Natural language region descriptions
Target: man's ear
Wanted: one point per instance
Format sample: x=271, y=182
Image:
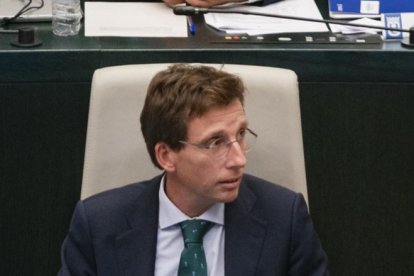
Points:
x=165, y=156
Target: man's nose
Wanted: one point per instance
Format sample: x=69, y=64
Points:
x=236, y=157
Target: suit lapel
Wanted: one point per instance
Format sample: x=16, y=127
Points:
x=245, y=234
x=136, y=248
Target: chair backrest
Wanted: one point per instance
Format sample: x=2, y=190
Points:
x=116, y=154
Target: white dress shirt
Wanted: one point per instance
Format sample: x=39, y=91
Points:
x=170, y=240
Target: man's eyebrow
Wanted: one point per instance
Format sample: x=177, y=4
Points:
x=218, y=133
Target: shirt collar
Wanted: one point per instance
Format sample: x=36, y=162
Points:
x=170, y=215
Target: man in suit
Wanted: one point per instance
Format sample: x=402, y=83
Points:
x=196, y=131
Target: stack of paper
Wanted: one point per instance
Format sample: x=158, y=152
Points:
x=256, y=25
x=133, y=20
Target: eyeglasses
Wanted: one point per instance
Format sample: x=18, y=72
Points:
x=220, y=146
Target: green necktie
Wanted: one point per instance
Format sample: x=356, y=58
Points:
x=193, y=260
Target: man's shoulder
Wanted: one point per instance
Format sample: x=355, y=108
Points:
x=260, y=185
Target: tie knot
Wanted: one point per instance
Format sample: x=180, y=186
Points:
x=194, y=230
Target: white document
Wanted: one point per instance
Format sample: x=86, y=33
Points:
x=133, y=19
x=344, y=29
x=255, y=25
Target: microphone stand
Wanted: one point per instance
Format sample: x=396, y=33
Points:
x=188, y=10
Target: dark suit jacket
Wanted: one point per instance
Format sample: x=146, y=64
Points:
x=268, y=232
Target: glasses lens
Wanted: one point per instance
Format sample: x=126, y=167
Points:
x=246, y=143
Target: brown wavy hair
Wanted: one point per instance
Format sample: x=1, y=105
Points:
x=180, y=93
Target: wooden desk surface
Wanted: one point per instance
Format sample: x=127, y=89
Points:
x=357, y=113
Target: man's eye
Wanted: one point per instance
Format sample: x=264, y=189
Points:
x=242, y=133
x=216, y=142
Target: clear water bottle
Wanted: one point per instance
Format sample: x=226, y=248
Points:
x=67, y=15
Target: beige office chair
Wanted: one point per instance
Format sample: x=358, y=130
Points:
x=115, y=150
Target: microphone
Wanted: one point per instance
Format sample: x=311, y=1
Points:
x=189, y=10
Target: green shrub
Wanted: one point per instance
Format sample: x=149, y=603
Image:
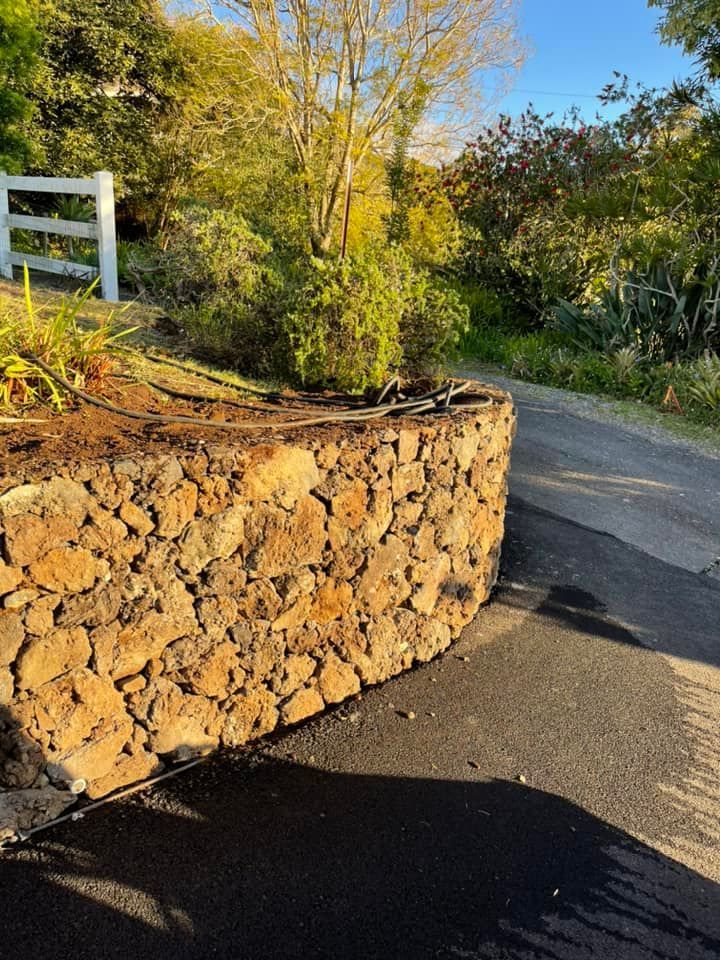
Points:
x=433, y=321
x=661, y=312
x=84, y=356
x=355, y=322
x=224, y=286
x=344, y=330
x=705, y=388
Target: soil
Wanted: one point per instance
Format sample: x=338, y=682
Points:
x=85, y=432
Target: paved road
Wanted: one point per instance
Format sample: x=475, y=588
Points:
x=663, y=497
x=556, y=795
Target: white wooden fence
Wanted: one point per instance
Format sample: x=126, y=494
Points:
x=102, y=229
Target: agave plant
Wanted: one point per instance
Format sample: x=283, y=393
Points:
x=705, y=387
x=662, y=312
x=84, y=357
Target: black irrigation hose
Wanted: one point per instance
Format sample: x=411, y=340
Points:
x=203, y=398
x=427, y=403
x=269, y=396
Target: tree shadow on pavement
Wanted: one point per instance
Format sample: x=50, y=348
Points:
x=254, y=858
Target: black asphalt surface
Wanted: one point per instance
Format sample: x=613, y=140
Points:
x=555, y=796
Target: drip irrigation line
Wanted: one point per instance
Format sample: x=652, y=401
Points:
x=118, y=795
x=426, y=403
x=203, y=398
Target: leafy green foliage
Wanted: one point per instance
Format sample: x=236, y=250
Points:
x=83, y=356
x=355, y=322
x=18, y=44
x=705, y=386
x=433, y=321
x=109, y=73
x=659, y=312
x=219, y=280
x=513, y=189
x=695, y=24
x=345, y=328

Problem statement: Find every line in the records above that holds the word "green", and copy each one.

Exercise solution:
Target: green necktie
Target: green shrub
Target: leafy green foliage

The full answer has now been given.